- _EXERCISE 1_: Translate this sentence from the mint-growing article into Spanish: "Mint is a sturdy, hardy plant, and it is remarkably easy to care for."
- _EXERCISE 2_: Reproduce the part of the mint-growing article from "How to grow mint indoors with" to "minty fresh questions!".
- _EXERCISE 3_: Decide whether each statement agrees with the mint-growing article, answering yes or no and quoting the words that settle it: (a) Mint's spreading is a concern for indoor mint only when it shares a planter with other plants. (b) Mint is described as hard to care for. (c) Mint is said to be useful in desserts.

Skip to main content

How to grow mint indoors with these 3 different methods

Whether you grow your mint from a full plant or cuttings, here's how to keep it healthy

Mint on windowsill
StockphotoVideo / Shutterstock

Mint is a phenomenal herb, useful for entrees, desserts, drinks, and even some home remedies. If you’re looking to add mint to your indoor kitchen garden, you may be wondering about the different methods you can use, and which one is right for you. Well, look no further! Let us show you how to grow mint indoors, and let us give you all the answers to all your minty fresh questions!

Mint growing in the sun
photosforyou / Pixabay

Basic mint care

Mint is a sturdy, hardy plant, and it is remarkably easy to care for. It is so hardy, in fact, that it has a habit of escaping gardens and growing where it shouldn’t! So, a primary part of mint care is keeping it in check and not allowing it to spread. However, this isn’t an issue for indoor mint unless you plan on using it in a combination planter (that is to say, planting it with other plants). In that case, you should usually be fine, but keep an eye on it to make sure it isn’t overtaking the other plants.

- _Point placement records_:
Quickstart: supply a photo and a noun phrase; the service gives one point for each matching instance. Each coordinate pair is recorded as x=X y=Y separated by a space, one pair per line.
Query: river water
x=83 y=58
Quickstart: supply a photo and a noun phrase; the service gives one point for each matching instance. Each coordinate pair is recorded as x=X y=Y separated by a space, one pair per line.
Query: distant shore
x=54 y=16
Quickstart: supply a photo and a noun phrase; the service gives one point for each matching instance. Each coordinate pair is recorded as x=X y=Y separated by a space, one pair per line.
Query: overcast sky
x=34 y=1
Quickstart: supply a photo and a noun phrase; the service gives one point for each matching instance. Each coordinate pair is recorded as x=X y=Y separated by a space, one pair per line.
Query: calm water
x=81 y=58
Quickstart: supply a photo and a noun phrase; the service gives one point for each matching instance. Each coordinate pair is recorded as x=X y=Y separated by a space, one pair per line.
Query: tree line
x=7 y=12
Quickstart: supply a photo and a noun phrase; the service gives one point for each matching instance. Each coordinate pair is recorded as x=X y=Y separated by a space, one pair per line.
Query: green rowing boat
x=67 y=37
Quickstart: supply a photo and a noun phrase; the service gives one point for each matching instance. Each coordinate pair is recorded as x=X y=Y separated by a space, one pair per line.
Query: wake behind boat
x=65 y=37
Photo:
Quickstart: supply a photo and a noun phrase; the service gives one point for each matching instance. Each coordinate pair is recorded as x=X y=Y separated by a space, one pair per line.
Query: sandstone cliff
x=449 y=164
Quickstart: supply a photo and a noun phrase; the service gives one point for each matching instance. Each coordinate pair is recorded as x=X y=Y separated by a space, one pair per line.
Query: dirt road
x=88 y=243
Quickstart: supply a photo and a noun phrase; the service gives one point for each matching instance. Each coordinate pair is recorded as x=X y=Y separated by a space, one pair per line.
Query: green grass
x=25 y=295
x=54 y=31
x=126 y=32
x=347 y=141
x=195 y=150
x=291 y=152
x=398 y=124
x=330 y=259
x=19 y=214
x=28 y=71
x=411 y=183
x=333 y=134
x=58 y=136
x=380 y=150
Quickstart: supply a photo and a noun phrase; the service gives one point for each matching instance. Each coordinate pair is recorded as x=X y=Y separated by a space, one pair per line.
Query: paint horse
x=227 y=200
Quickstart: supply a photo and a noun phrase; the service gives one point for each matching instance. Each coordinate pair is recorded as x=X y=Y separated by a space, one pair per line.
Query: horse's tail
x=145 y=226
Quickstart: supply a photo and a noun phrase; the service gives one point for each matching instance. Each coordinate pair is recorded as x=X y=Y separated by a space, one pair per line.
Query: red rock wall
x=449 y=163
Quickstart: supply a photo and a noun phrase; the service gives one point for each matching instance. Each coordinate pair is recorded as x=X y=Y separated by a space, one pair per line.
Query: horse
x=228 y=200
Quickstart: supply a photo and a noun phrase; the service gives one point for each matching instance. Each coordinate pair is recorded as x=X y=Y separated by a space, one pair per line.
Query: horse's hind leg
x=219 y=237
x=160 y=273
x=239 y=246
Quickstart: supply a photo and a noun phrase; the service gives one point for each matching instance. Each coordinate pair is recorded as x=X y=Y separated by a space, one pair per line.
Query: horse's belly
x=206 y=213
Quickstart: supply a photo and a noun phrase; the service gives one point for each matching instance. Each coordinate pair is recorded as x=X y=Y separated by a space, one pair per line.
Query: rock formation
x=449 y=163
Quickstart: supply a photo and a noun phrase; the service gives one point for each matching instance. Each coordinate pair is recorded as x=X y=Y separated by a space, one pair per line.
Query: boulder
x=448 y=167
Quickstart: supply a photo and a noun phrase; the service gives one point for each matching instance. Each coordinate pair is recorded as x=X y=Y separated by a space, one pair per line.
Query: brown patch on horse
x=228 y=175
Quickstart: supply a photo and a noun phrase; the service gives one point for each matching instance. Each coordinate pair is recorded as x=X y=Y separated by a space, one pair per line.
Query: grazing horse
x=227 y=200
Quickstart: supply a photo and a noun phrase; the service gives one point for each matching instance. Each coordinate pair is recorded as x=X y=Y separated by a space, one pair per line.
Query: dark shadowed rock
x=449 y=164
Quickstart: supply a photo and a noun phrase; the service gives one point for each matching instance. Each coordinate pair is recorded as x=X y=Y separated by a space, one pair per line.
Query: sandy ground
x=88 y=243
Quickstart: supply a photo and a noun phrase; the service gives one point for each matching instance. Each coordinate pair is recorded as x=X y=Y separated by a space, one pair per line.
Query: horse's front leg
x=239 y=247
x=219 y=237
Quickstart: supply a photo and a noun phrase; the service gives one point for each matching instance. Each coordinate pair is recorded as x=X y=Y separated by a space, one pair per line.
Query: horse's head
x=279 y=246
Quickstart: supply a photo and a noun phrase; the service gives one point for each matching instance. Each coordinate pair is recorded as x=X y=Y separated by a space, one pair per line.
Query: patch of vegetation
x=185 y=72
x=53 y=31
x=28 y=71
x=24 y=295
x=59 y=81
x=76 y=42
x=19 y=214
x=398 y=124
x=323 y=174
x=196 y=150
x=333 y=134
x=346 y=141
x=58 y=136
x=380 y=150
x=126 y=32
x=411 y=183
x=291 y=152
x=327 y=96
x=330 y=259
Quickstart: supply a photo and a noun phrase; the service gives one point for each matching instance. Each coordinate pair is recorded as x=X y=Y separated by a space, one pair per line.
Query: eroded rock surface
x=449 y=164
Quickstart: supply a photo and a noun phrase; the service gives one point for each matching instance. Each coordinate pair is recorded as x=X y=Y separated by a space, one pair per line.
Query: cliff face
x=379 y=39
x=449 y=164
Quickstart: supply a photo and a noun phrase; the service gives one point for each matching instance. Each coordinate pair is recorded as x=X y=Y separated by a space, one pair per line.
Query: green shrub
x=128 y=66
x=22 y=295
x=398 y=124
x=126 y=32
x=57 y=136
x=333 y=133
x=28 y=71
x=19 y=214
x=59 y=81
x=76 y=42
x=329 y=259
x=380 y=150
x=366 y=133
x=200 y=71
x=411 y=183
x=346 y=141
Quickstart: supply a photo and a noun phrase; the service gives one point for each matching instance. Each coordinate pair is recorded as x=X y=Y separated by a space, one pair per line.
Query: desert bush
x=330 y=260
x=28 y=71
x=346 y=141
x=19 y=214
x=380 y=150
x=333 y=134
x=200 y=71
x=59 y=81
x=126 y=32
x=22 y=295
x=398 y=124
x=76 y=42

- _FULL SOLUTION 1_: La menta es una planta robusta y resistente, y es notablemente fácil de cuidar.

- _FULL SOLUTION 2_:
How to grow mint indoors with these 3 different methods

Whether you grow your mint from a full plant or cuttings, here's how to keep it healthy

Mint on windowsill
StockphotoVideo / Shutterstock

Mint is a phenomenal herb, useful for entrees, desserts, drinks, and even some home remedies. If you’re looking to add mint to your indoor kitchen garden, you may be wondering about the different methods you can use, and which one is right for you. Well, look no further! Let us show you how to grow mint indoors, and let us give you all the answers to all your minty fresh questions!

- _FULL SOLUTION 3_:
(a) Yes: "this isn’t an issue for indoor mint unless you plan on using it in a combination planter"
(b) No: "it is remarkably easy to care for"
(c) Yes: "useful for entrees, desserts, drinks, and even some home remedies"